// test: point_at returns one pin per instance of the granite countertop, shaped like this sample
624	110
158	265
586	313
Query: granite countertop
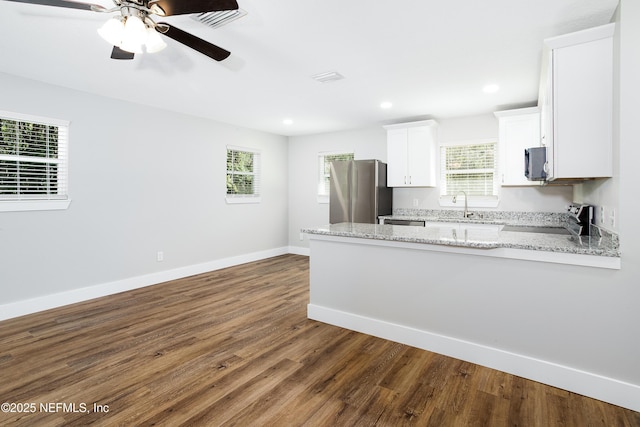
477	235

_BRIEF_
Copy out the records above in full, exactly as written, but not the pictures.

_EXERCISE RESPONSE_
// test: point_at returns one pin per instance of the granite countertop, shaped like this sample
624	110
158	265
586	313
Query: granite countertop
477	235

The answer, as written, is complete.